Work to complete: Pictures should be left out when the listing below is repeated word for word.

The input:

- - -

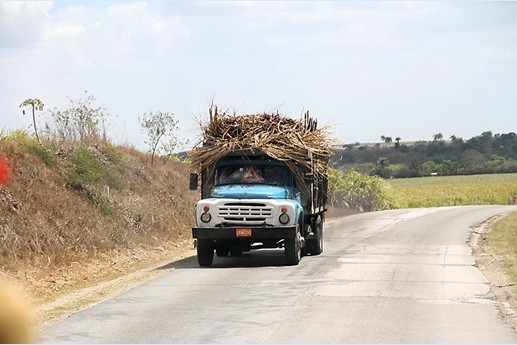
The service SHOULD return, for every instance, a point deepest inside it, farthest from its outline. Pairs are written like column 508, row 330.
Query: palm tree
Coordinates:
column 36, row 104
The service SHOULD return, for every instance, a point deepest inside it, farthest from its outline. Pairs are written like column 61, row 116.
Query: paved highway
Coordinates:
column 399, row 276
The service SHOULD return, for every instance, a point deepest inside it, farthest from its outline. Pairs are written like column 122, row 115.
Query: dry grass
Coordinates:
column 56, row 236
column 502, row 240
column 494, row 189
column 16, row 321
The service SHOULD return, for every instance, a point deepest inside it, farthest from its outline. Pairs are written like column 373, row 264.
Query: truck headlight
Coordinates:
column 205, row 216
column 284, row 217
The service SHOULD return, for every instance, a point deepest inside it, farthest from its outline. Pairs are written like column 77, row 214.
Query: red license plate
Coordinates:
column 243, row 232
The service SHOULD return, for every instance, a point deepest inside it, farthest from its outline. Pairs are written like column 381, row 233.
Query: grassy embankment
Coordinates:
column 433, row 191
column 74, row 214
column 497, row 189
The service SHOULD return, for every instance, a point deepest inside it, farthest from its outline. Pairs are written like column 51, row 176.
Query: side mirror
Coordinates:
column 193, row 184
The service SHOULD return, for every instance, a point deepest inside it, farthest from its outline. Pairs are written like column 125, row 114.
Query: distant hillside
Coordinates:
column 72, row 204
column 484, row 154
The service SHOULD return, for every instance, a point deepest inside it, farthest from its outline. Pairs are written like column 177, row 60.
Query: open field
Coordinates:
column 502, row 240
column 495, row 189
column 433, row 191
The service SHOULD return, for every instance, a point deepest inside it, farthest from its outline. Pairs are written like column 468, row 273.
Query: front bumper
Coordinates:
column 256, row 233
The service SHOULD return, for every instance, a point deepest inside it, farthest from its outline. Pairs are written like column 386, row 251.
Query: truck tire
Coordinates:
column 293, row 250
column 222, row 251
column 315, row 245
column 205, row 252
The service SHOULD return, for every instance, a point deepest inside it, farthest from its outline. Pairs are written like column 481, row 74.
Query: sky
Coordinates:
column 366, row 69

- - -

Expected answer:
The service SHOULD return, for every instance, a point deepest inside it, farthest from its outline. Pairs are written like column 508, row 330.
Query: palm tree
Coordinates:
column 36, row 104
The service SHOULD return, for every instance, a point deepest inside it, farthest from its outline. Pairs are written like column 61, row 116.
Query: paved highway
Coordinates:
column 399, row 276
The service SHOULD return, for every instance, a point deepest inside it, farthest from its outline. Pairs are written like column 122, row 115.
Query: dry grass
Coordinates:
column 56, row 236
column 502, row 240
column 494, row 189
column 16, row 321
The service SHOULD return, for every instance, a point deepest inside it, farthest from its outline. Pairs are written like column 373, row 264.
Query: truck headlight
Coordinates:
column 205, row 216
column 284, row 217
The service SHOULD return, for every instance, a point deepest inside it, farthest from its outline. Pairs are written like column 77, row 214.
Query: red license plate
Coordinates:
column 243, row 232
The service SHOULD return, for every instance, a point deepest inside it, farthest from its outline. Pairs are written like column 381, row 233.
Query: grassy embankment
Coordinates:
column 433, row 191
column 74, row 214
column 497, row 189
The service SHOULD return, for every instance, a point deepest inside it, farthest from its outline. Pairs are written like column 51, row 176.
Query: side mirror
Coordinates:
column 193, row 184
The service SHOULD return, for every instance, a point deepest inside it, farthest from its outline. Pairs are written like column 125, row 114.
Query: distant hillside
Coordinates:
column 72, row 204
column 484, row 154
The service SHOULD return, for every instance, a point deepest inside it, farthest from its outline. Pairs are written like column 177, row 60.
Query: open field
Coordinates:
column 502, row 240
column 495, row 189
column 433, row 191
The service SHOULD return, for every instance, a point deepest inside it, farthest from its outline. Pairs are written like column 468, row 273.
Query: front bumper
Coordinates:
column 256, row 233
The service SHOULD return, for every instance, a point deepest inside it, farthest from its outline. Pairs are written like column 386, row 251.
Query: truck tire
Coordinates:
column 293, row 250
column 222, row 251
column 315, row 245
column 205, row 252
The service SHOULD return, for every instance, a point deepest inside it, farthest from its outline. Pairs are written like column 481, row 74.
Query: sky
Coordinates:
column 366, row 69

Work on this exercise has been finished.